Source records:

-------

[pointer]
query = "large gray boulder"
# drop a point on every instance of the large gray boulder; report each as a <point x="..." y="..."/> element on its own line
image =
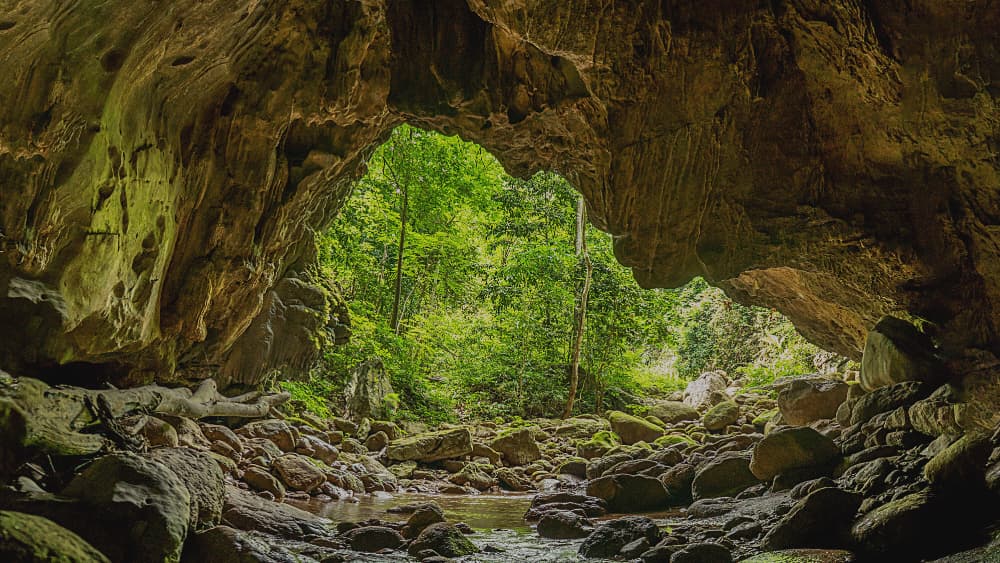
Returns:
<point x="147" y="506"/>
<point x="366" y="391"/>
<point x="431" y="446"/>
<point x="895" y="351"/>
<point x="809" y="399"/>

-------

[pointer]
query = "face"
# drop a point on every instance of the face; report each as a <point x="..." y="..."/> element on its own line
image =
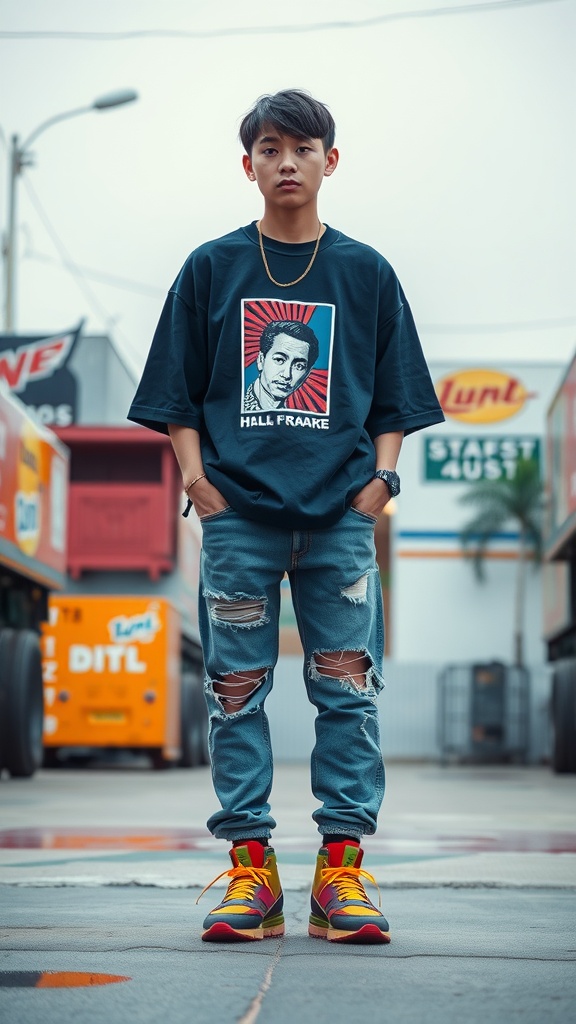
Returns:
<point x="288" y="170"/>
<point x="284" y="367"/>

-------

* Task prompt
Collect every line of the listing that contains the string "report". Case matters.

* Exercise response
# drop a point on every instance of the large gray boulder; report each as a <point x="..." y="..."/> element on its own line
# drop a point on every instance of the face; report each as a <point x="..." y="..."/> element on its own line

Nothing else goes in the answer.